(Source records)
**********

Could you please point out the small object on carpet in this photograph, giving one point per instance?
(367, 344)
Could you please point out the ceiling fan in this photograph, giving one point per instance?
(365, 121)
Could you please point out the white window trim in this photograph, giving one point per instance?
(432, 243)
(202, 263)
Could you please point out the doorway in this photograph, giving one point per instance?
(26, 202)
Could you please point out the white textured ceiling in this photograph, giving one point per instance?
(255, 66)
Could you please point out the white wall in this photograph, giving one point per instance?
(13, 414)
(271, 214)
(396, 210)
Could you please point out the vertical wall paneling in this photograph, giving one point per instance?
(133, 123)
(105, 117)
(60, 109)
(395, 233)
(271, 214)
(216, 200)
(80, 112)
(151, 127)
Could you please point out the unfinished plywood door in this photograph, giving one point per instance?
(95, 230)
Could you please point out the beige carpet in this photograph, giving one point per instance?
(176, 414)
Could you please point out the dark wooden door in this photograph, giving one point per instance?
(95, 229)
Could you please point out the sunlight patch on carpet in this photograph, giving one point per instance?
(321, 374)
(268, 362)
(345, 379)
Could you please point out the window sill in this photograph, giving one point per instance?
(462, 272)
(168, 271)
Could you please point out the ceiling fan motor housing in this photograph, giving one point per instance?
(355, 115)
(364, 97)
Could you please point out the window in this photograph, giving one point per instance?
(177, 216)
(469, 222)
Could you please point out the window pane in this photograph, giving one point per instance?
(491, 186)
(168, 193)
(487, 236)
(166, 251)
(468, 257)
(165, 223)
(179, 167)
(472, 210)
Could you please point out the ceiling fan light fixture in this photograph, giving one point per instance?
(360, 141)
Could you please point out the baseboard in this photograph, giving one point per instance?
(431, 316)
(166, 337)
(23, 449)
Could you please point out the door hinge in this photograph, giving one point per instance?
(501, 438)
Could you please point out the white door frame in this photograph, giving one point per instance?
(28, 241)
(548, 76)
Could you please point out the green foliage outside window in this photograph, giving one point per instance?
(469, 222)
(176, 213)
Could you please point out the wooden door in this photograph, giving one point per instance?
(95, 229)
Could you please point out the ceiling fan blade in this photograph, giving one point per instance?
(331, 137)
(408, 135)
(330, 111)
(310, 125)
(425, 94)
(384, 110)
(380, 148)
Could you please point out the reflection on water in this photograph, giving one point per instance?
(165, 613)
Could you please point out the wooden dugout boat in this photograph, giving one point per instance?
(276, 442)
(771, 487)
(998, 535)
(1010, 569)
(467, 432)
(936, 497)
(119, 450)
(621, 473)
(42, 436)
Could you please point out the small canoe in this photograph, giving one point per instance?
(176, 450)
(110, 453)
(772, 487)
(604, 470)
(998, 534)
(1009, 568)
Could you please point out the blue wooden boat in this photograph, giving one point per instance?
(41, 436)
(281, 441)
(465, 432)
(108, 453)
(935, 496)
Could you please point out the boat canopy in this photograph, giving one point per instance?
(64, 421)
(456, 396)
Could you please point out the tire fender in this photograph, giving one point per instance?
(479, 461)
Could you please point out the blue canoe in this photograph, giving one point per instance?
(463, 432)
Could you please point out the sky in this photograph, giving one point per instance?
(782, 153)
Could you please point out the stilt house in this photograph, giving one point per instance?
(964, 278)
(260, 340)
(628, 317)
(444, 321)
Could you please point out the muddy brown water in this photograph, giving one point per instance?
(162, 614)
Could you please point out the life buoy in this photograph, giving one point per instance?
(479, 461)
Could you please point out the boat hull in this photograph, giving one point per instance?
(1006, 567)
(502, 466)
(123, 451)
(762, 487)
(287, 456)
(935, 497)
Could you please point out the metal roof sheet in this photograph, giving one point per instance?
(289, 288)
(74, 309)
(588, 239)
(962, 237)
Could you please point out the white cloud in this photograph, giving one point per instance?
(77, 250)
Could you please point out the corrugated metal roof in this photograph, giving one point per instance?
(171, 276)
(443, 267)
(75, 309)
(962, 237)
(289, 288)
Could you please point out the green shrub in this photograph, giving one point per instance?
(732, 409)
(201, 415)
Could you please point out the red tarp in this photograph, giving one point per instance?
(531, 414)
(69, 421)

**********

**What the task asks:** Set down exactly, and only, the lines from the one containing "Could you please point out the white cloud" to the final line of the data.

**Expected answer:**
Could you please point out the white cloud in this photograph, giving one point per instance?
(77, 250)
Could you please point out the corrugated metal roof in this photograph, giving one point per instance?
(171, 276)
(443, 267)
(75, 309)
(962, 237)
(289, 288)
Could you please point out the green shrub in this photograph, giving one point per instance?
(732, 409)
(201, 415)
Could you please point out the red tarp in this photograph, giving one point per instance?
(531, 414)
(69, 421)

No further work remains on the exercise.